::: Given records
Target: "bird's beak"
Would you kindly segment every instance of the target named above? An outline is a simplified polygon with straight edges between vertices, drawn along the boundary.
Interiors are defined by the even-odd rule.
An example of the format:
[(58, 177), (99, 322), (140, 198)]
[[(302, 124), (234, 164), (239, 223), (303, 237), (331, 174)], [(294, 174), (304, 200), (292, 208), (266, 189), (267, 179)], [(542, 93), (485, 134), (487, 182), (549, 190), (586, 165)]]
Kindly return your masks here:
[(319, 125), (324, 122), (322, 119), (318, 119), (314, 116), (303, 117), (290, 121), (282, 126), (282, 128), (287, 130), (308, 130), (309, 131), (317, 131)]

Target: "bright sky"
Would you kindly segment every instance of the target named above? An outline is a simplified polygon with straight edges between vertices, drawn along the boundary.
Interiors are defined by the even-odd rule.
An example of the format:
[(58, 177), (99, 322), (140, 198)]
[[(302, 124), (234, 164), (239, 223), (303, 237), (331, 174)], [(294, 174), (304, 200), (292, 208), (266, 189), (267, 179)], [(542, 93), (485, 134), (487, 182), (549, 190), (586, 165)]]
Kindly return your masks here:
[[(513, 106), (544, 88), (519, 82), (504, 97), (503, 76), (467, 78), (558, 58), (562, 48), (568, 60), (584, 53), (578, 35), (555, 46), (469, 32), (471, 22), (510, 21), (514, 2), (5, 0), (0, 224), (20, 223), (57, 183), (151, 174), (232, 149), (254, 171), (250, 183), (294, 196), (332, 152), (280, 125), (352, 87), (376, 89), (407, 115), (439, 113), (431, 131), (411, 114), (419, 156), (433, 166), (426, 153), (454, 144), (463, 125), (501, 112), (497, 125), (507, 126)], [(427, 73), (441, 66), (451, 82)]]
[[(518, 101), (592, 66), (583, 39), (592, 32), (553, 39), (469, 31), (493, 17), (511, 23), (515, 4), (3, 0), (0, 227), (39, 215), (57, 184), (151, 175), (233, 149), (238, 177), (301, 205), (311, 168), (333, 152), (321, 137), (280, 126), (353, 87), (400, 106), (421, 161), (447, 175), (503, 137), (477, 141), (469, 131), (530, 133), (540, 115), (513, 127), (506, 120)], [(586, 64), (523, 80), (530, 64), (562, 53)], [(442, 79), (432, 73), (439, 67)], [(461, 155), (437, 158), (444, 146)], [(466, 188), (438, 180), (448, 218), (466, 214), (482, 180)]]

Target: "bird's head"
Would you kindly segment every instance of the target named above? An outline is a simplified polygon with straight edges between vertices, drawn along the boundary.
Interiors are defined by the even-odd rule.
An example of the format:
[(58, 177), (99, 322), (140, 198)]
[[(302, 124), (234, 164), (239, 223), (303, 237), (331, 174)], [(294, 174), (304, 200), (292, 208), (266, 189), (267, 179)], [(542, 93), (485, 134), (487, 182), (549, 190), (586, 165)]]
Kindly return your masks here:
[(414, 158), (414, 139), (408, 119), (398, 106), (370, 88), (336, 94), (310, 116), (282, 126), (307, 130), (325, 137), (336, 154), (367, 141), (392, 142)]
::::::
Written request:
Could you copy, word for word, the stretch of the items above, from their start through the line that contains "131), (317, 131)]"?

Completed exercise:
Target: "bird's beak"
Would you kindly segment every instance of the target named above? An outline is a simplified polygon with straight edges between vertices, drawn along the boundary.
Interiors are defined by the even-odd rule.
An example of the format:
[(58, 177), (99, 322), (140, 198)]
[[(302, 124), (234, 164), (239, 223), (303, 237), (331, 174)], [(294, 174), (304, 200), (292, 208), (266, 189), (267, 179)], [(542, 93), (485, 134), (487, 182), (549, 190), (586, 165)]]
Kindly return your masks here:
[(319, 125), (324, 122), (322, 119), (318, 119), (314, 116), (303, 117), (290, 121), (282, 126), (282, 128), (287, 130), (308, 130), (309, 131), (317, 131)]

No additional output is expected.